ESTRATTO DELLA PAGINA
━━━━━━
FILIPPO CAPOBIANCO — L’idea della gara serve soprattutt­o prima: è quando si invita qualcuno a una serata di poesia che questo può fare alzare, per così dire, i peli sulla pelle per via dei ricordi liceali. Può essere utile superare la diffidenza con la formula della votazione, grazie alla quale il pubblico si sente parte in causa. Poi si può lavorare a una sorta di educazione, cercando di ampliare l’ascolto della parola poetica che ci sta a cuore.

Prendo atto che c’è una difficoltà a invitare alla poesia «tout court» chi non è abituato a questo linguaggio.

LORENZO MARAGONI — A me interessa la stand-up comedy, che possiamo riformular­e come stand-up poetry . È un percorso molto interessan­te, in Italia e non solo. In questa formula c’è una persona da sola che parla a un pubblico, che si tratti di commedia o di poesia. Anche artisti quotati vanno all’inizio in locali insieme ad altri artisti, succedendo­si al microfono. Ora, il poetry slam sta vivendo il momento di passaggio: da votare ad ascoltare. Nel caso della commedia non c’è bisogno di votare, perché il semplice fatto che si rida determina il successo di un testo. Nell’ascolto della poesia c’è invece un elemento di ambiguità sulla riuscita e il voto può aiutare almeno all’inizio a far capire che cosa piace.
━━━━━━
RECORD ESTRATTI
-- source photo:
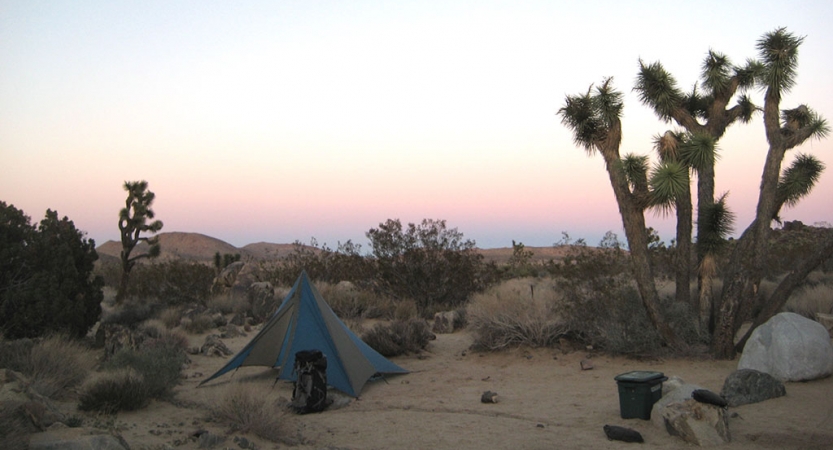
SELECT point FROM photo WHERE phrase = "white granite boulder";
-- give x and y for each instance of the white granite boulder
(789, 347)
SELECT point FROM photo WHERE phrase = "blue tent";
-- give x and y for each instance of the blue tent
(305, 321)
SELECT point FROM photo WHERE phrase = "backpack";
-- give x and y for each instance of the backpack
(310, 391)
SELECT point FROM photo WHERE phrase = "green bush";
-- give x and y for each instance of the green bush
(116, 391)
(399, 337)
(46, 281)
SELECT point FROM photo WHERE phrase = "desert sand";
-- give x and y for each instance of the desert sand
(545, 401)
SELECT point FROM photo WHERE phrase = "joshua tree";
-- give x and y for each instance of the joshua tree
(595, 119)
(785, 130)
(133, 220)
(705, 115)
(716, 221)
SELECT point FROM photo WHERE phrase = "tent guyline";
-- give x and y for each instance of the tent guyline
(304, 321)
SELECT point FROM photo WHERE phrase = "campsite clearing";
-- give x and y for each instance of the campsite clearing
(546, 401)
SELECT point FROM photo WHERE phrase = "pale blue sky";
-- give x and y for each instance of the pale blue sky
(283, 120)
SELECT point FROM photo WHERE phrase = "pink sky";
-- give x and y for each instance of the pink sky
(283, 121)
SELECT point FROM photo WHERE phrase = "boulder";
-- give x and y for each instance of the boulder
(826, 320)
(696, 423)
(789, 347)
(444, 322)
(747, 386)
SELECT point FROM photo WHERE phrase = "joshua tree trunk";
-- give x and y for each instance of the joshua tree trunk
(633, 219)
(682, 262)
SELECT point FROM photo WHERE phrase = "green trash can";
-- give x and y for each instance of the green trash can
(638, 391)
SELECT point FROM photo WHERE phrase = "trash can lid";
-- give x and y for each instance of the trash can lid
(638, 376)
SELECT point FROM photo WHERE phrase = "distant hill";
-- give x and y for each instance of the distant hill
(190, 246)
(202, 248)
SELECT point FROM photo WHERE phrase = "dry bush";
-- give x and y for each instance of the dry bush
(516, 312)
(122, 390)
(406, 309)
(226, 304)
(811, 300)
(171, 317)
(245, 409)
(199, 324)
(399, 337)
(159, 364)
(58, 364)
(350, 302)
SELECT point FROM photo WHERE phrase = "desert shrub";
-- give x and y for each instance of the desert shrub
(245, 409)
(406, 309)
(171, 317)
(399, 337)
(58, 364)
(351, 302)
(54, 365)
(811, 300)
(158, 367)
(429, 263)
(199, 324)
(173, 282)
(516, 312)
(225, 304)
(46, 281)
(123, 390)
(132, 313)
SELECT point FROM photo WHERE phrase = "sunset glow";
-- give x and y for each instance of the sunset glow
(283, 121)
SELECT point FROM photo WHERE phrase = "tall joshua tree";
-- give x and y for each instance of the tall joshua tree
━━━━━━
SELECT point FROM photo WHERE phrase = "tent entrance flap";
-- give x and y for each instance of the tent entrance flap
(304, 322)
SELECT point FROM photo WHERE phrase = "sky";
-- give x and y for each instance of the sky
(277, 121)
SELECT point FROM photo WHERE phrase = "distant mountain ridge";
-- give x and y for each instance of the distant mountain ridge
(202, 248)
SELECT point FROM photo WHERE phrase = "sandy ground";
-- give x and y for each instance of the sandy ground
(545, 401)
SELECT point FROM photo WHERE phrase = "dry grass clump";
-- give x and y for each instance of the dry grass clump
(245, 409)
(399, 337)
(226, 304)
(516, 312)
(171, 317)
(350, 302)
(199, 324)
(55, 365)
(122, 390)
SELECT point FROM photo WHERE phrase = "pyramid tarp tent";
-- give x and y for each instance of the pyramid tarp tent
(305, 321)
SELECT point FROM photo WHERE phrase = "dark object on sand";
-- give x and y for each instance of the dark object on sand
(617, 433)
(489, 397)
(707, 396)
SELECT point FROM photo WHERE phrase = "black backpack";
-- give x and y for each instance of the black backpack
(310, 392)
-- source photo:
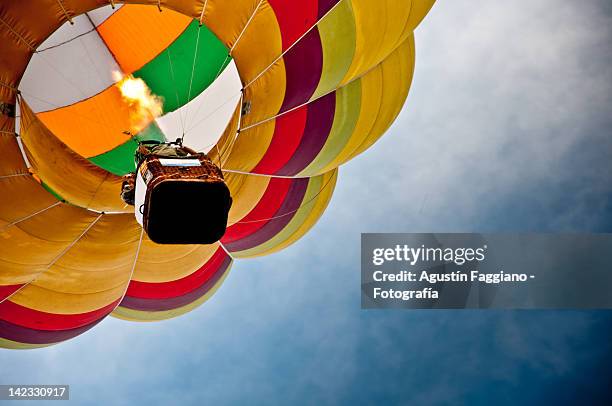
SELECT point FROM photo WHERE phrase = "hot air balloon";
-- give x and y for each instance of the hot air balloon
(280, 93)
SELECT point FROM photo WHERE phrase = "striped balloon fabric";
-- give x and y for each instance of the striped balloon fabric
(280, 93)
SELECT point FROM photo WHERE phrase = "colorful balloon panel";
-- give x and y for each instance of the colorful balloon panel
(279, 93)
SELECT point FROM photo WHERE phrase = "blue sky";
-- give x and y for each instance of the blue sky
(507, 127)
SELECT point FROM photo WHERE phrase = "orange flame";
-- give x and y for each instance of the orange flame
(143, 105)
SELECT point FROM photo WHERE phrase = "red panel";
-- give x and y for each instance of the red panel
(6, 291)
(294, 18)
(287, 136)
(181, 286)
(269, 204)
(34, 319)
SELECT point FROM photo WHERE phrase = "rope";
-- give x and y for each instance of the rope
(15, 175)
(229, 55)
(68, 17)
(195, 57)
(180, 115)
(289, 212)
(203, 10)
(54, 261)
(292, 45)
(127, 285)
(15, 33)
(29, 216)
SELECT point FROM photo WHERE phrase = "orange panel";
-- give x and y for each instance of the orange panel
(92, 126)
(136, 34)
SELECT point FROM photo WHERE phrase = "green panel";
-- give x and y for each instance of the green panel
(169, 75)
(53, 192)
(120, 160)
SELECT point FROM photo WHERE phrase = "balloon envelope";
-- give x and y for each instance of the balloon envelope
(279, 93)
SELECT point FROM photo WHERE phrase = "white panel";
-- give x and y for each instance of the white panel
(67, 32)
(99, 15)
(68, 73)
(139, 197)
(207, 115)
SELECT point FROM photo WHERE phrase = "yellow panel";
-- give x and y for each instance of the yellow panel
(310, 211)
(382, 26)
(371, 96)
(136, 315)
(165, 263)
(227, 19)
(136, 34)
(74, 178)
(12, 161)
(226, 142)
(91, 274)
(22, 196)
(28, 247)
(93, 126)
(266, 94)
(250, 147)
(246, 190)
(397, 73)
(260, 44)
━━━━━━
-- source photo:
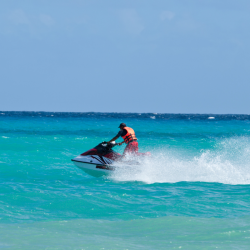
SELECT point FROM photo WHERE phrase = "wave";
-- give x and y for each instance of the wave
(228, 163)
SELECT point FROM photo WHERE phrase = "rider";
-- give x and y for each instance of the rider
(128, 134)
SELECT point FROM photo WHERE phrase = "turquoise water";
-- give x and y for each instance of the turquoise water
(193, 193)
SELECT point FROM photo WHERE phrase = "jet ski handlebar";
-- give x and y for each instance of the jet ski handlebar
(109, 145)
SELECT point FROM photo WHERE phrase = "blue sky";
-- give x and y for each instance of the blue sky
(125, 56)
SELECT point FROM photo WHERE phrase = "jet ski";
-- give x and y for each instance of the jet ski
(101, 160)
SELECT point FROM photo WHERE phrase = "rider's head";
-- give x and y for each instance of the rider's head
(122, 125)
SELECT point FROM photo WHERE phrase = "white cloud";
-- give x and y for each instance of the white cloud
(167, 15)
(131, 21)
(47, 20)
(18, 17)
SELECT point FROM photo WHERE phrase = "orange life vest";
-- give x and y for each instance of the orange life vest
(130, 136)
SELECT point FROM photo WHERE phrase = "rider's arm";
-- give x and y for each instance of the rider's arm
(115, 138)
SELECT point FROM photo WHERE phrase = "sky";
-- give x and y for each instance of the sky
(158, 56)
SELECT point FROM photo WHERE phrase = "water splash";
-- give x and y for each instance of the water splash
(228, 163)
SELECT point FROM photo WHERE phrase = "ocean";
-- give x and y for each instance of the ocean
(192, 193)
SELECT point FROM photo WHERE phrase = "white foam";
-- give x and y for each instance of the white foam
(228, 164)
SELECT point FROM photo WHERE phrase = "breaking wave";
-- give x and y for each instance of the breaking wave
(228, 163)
━━━━━━
COMPITO DA SVOLGERE
Trascrivi dal brano sul poetry slam la parte che comincia con "FILIPPO CAPOBIANCO —" e prosegue fino a "a questo linguaggio.", senza cambiare nulla.

SOLUZIONE
FILIPPO CAPOBIANCO — L’idea della gara serve soprattutt­o prima: è quando si invita qualcuno a una serata di poesia che questo può fare alzare, per così dire, i peli sulla pelle per via dei ricordi liceali. Può essere utile superare la diffidenza con la formula della votazione, grazie alla quale il pubblico si sente parte in causa. Poi si può lavorare a una sorta di educazione, cercando di ampliare l’ascolto della parola poetica che ci sta a cuore.

Prendo atto che c’è una difficoltà a invitare alla poesia «tout court» chi non è abituato a questo linguaggio.